In May 2009 the Company contacted the Reporting Persons to discuss a potential
sale of additional Shares. A nondisclosure agreement was executed and
information was exchanged. No transaction resulted from those discussions.

Recently, the Company discussed with the Reporting Persons the potential
purchase of additional Shares in conjunction with the Company's proposed public
sale of Shares as reflected in the SEC registration statement on Form S-1 filed
October 2, 2009 (the "Offering"). An informal understanding has been reached
between the parties that will allow the Reporting Persons to maintain their
approximate percentage ownership in the Company pursuant to a directed sale of
registered Shares in the Offering. However, the Company is under no legal
obligation to sell any Shares to the Reporting Persons in connection with any
sale of Shares, nor are the Reporting Persons under any legal obligation to
purchase any Shares.



ITEM 5.           INTEREST IN SECURITIES OF THE ISSUER.

        (a) As of the close of business on January 22, 2009, the Reporting
Persons beneficially owned an aggregate of 2,641,286 Shares, constituting
approximately 30.1% of the Shares outstanding.

        The aggregate percentage of Shares beneficially owned by the Reporting
Persons is based upon 8,781,000 Shares outstanding, which is the total number of
Shares outstanding as of November 4, 2009 as reported by the Issuer in its
Quarterly Report on Form 10-Q for the period ended September 30, 2009.

        (b) IAT is the record owner of all 2,641,286 Shares. Mr. Kellogg has
sole dispositive and voting power with respect to the Shares owned by IAT. By
virtue of his position with IAT, Mr. Kellogg may be considered to indirectly
beneficially own such shares. Mr. Kellogg disclaims beneficial ownership of the
shares owned by IAT. In addition, Mr. Kellogg disclaims beneficial ownership of
202 Shares owned by his wife, Cynthia. This statement should not be deemed to be
an admission that Mr. Kellogg is a member of any "group" within the meaning of
Section 13(d) of the Securities Exchange Act of 1934, as amended, and the rules
and regulations thereunder.

- **TASK INSTRUCTIONS**
1. Please reproduce the part of the share ownership filing from "The aggregate percentage" to "September 30, 2009.".
2. Continue the share ownership filing from the point where it stops.
The material after this filing comes from a different source.

- **DATA SEGMENT**
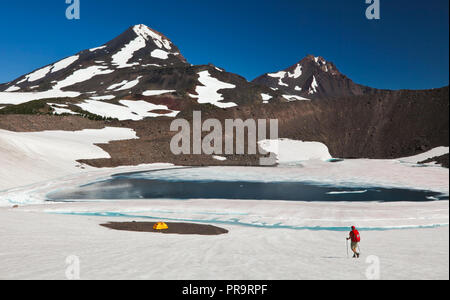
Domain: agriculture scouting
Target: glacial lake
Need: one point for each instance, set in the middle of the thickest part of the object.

- **IN RESPONSE**
1.
The aggregate percentage of Shares beneficially owned by the Reporting
Persons is based upon 8,781,000 Shares outstanding, which is the total number of
Shares outstanding as of November 4, 2009 as reported by the Issuer in its
Quarterly Report on Form 10-Q for the period ended September 30, 2009.

2.
        (c) Information concerning transactions in the Shares effected by the
Reporting Persons since December 31, 2007 is set forth in Schedule A hereto and
is incorporated herein by reference. Unless otherwise indicated, all of such
transactions were effected in the open market.

            Schedule A provides details regarding the Reporting Persons'
transactions in the Shares over the past 22 months. All of the Share
transactions during this period were purchases. Forms 4 were filed by the
Reporting Persons with the SEC to reflect all transactions. Unfortunately, due
to administrative error, only the Form 4 filings were made with the SEC and
became public. This Schedule 13D is being filed to amend and bring current all
disclosure required of the Reporting Persons by Schedule 13D and relevant SEC
rules. Specifically, Rule 13d-2(d) required an amended Schedule 13G to be filed
regarding the purchase on April 7, 2008. In addition, Rule 13d-1(f) required a
Schedule 13D to be filed regarding the purchase on May 21, 2008. Lastly, Rule
13d-2(a) required amendments to Schedule 13D be filed following the purchases on
May 28, 2008, July 31, 2008 and August 8, 2008. See Schedule A for details.

        (d) No person other than the Reporting Persons is known to have the
right to receive or the power to direct the receipt of dividends from, or the
proceeds from the sale of, the Shares.

        (e) Not applicable.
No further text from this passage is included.